Point annotation dataset records:
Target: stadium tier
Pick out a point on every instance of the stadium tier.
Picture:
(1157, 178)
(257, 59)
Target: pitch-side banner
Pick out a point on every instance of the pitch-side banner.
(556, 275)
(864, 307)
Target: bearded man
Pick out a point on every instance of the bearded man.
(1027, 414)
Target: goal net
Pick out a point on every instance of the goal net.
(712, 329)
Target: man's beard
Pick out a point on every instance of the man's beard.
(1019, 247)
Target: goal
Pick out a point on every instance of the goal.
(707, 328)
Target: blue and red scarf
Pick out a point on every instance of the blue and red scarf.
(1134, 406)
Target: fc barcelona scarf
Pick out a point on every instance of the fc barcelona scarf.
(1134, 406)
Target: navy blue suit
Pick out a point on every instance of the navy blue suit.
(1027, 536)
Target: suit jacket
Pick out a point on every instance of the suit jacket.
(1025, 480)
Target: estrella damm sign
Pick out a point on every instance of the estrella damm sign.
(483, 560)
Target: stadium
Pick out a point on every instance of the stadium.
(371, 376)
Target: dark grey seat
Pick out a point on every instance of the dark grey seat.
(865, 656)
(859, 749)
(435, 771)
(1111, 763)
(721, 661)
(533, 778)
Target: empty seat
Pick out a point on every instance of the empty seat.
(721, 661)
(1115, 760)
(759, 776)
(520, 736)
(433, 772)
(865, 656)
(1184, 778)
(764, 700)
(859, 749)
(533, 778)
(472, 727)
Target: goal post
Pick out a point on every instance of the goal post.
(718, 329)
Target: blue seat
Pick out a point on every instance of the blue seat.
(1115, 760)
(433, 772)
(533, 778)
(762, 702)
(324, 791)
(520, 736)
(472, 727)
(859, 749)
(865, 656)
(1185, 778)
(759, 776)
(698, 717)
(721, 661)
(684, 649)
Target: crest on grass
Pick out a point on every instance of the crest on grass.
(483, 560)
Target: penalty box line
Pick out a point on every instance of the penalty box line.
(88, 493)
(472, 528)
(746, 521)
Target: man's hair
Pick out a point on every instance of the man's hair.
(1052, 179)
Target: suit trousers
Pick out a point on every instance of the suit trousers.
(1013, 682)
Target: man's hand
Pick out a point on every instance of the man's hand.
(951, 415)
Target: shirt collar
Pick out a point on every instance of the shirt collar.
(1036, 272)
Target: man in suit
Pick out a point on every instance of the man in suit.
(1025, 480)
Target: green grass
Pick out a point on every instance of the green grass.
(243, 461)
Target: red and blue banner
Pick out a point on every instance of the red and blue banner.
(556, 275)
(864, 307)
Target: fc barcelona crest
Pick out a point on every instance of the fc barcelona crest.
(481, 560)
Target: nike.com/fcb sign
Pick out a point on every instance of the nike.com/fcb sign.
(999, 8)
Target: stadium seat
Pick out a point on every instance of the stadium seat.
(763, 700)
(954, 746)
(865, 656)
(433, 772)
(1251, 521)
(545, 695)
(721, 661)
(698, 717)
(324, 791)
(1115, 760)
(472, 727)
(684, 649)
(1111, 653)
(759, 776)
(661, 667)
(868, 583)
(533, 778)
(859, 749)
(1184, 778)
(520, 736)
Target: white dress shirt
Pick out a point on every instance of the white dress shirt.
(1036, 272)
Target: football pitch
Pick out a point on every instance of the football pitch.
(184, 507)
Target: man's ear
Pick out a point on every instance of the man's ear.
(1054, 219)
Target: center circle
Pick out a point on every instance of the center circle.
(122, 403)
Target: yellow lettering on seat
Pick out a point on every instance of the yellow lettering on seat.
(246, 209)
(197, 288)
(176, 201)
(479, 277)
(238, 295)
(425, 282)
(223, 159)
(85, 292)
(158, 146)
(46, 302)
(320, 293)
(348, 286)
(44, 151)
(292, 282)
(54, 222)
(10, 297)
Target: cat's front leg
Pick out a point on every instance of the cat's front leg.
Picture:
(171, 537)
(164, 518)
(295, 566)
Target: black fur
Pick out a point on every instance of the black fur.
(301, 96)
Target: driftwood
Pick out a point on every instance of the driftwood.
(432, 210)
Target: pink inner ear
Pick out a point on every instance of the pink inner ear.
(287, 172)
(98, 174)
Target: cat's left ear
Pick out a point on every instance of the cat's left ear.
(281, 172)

...

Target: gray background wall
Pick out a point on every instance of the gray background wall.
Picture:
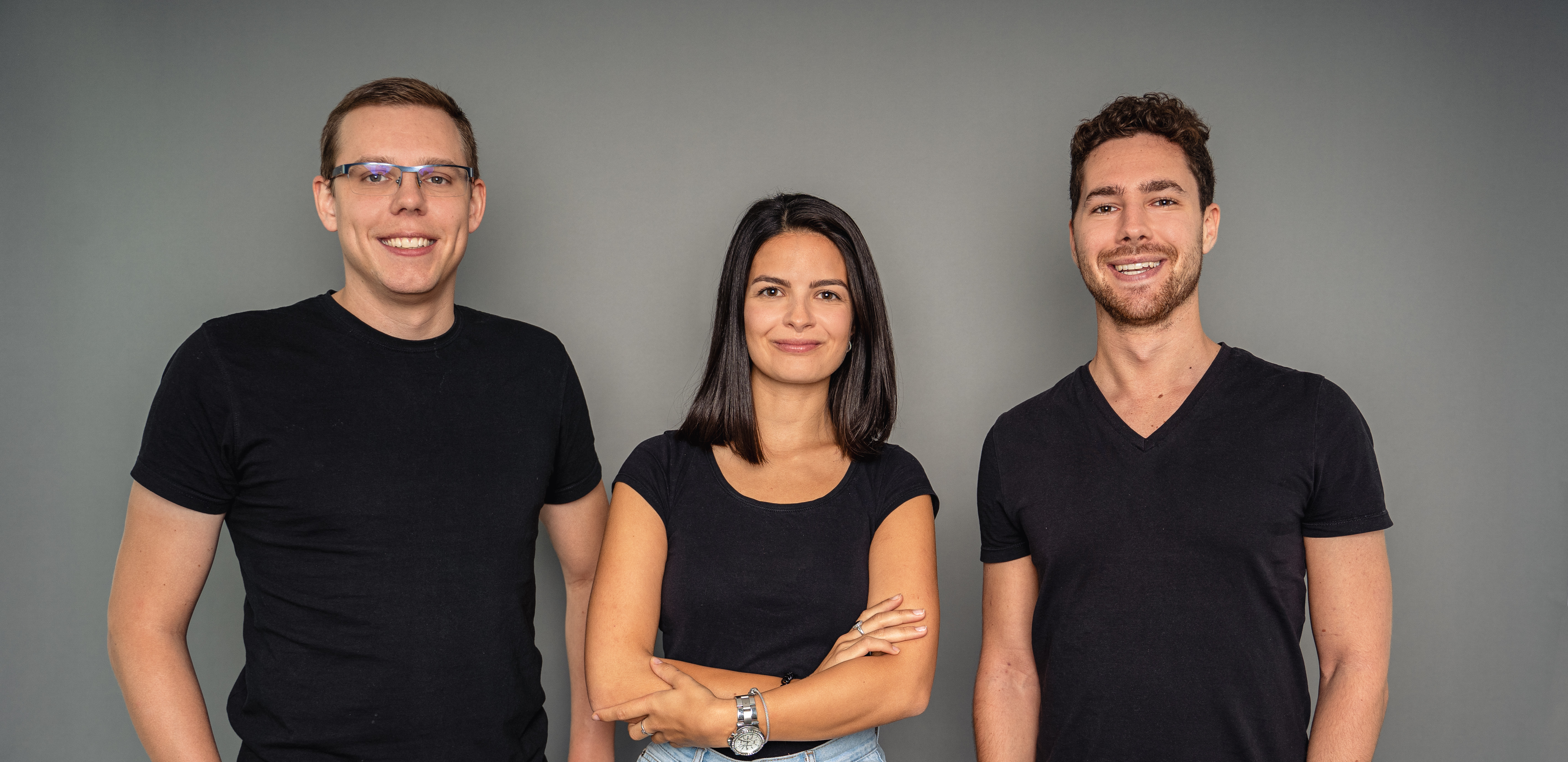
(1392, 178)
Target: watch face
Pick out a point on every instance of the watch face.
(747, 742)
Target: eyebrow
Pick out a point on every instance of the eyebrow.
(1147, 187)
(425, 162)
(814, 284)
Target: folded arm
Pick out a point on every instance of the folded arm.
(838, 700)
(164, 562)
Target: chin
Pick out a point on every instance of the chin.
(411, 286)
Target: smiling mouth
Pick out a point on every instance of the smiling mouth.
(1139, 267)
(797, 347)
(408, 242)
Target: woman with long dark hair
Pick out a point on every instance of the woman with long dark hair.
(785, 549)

...

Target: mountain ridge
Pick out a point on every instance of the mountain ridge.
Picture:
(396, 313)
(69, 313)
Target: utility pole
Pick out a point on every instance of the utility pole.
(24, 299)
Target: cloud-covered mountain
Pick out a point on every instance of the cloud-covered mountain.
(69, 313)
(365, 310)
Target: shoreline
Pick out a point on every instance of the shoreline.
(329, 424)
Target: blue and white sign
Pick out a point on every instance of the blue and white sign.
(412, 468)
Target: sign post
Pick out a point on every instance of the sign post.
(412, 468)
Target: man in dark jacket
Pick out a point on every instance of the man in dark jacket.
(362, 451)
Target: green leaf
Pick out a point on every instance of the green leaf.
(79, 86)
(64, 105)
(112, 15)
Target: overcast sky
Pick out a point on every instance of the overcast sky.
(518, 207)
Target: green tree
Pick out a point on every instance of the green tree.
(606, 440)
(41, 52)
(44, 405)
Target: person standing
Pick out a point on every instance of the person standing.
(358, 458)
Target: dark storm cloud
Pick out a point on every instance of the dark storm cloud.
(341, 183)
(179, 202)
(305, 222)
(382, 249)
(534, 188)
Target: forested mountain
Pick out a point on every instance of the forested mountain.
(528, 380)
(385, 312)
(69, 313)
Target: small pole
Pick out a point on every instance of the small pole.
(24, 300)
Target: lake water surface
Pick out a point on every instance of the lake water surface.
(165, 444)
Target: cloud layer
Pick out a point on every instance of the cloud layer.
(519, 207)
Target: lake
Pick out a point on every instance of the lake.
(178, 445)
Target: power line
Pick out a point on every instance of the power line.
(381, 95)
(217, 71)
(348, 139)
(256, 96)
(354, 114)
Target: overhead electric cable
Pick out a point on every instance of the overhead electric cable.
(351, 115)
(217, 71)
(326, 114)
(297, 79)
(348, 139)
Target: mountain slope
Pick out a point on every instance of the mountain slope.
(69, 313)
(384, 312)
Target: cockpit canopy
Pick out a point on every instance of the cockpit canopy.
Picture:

Task details:
Gather every line of the data above that contains the word "damm" and copy each one out.

Result below:
Target: estrella damm sign
Pick out a point on every instance of the estrella damm sign.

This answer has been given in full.